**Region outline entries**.
========================
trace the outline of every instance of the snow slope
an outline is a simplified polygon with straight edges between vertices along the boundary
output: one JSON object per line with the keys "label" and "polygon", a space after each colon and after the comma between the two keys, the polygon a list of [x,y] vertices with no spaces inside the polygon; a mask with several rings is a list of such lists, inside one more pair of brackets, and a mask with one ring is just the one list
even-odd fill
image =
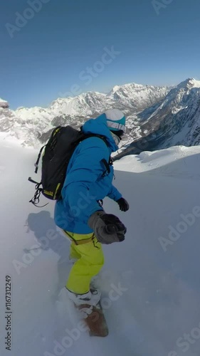
{"label": "snow slope", "polygon": [[[120,212],[105,199],[127,234],[125,242],[104,246],[98,280],[110,329],[104,339],[77,330],[72,338],[80,325],[62,289],[69,243],[54,225],[53,203],[41,209],[28,203],[34,187],[27,178],[37,153],[0,142],[1,356],[199,356],[200,217],[194,213],[200,209],[200,147],[146,152],[115,163],[114,183],[130,209]],[[189,214],[189,224],[181,224]],[[12,278],[9,354],[6,275]]]}

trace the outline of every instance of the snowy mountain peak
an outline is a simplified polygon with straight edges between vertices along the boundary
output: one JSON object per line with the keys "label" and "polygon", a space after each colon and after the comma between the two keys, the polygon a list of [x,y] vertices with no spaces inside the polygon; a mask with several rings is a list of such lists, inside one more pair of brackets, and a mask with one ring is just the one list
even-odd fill
{"label": "snowy mountain peak", "polygon": [[189,78],[186,80],[180,83],[180,84],[177,85],[177,88],[179,89],[191,89],[192,88],[200,88],[200,80],[196,80],[194,78]]}

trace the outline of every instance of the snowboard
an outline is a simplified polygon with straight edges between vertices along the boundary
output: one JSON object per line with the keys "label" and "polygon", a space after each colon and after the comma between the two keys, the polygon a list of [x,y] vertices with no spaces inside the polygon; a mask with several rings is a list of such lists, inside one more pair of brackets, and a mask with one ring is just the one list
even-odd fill
{"label": "snowboard", "polygon": [[[89,329],[90,336],[105,337],[108,335],[108,328],[103,313],[101,303],[91,307],[88,304],[75,305],[82,312],[82,316]],[[90,308],[90,314],[85,313],[84,309]]]}

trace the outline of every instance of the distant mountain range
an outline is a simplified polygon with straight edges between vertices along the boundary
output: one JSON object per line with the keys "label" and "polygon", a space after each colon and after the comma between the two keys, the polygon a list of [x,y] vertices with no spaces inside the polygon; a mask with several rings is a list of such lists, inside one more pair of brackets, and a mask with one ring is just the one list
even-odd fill
{"label": "distant mountain range", "polygon": [[127,116],[127,133],[121,157],[172,145],[200,143],[200,81],[189,78],[177,86],[158,87],[130,83],[116,85],[108,94],[88,92],[58,98],[47,108],[11,110],[0,99],[1,136],[15,137],[25,146],[38,147],[55,127],[78,128],[110,108]]}

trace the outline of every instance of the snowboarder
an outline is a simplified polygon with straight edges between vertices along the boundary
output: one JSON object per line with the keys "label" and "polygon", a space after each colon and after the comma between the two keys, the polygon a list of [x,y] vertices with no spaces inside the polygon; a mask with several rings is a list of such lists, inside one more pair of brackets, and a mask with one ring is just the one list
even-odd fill
{"label": "snowboarder", "polygon": [[75,259],[65,287],[77,305],[95,305],[100,292],[93,289],[91,279],[104,264],[101,244],[125,239],[126,228],[115,215],[106,214],[100,201],[105,197],[115,201],[120,210],[129,209],[127,201],[112,185],[114,170],[110,154],[118,149],[125,131],[125,117],[110,109],[83,125],[90,137],[75,148],[67,169],[62,199],[56,202],[55,221],[71,241],[70,258]]}

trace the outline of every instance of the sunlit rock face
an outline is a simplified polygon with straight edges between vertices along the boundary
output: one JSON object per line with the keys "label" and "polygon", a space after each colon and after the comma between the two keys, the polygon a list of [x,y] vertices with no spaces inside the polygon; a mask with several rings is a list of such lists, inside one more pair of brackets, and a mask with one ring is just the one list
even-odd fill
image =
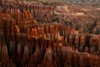
{"label": "sunlit rock face", "polygon": [[37,23],[47,12],[45,18],[52,17],[53,7],[17,2],[20,12],[15,7],[11,13],[0,11],[0,67],[100,66],[96,29],[86,35],[61,23]]}
{"label": "sunlit rock face", "polygon": [[18,13],[24,12],[25,10],[27,10],[31,13],[31,15],[37,21],[47,20],[51,22],[51,18],[54,17],[54,7],[53,6],[45,6],[42,3],[38,4],[37,2],[28,3],[25,1],[21,2],[19,0],[16,0],[16,1],[2,0],[0,10],[2,12],[5,12],[6,10],[8,10],[8,12],[10,13],[14,13],[16,10],[18,10]]}

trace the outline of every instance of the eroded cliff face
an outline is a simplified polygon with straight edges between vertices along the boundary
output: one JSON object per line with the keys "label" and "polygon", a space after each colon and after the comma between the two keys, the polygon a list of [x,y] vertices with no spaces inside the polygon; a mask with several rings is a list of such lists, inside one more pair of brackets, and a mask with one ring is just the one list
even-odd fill
{"label": "eroded cliff face", "polygon": [[28,3],[25,1],[3,1],[1,2],[0,10],[4,13],[6,10],[10,13],[14,13],[18,10],[18,13],[29,11],[31,15],[37,21],[48,21],[51,22],[51,18],[54,17],[54,7],[45,6],[42,3],[32,2]]}
{"label": "eroded cliff face", "polygon": [[1,67],[100,66],[100,35],[36,23],[29,11],[0,12]]}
========================
**Written instruction**. Reproduce the lines running from the one containing "trace the outline of every instance of the eroded" through the last line above, with both of those lines included.

**Result below**.
trace the outline of every instance of the eroded cliff face
an outline is a simplified polygon with straight edges between vertices along the boundary
output: one JSON object per line with the keys "label" and "polygon", a space after each colon and after the comma between the two keys, the polygon a list of [x,y] vertices with no spaces inside the polygon; a mask with several rings is a list of such lists, inside one more pair of brackets, and a mask with one ring is just the one list
even-odd fill
{"label": "eroded cliff face", "polygon": [[28,3],[25,1],[3,1],[1,2],[0,10],[4,13],[6,10],[10,13],[14,13],[18,10],[18,13],[29,11],[31,15],[37,21],[48,21],[51,22],[51,18],[54,17],[54,7],[45,6],[42,3],[32,2]]}
{"label": "eroded cliff face", "polygon": [[1,67],[100,66],[100,35],[36,23],[29,11],[0,12]]}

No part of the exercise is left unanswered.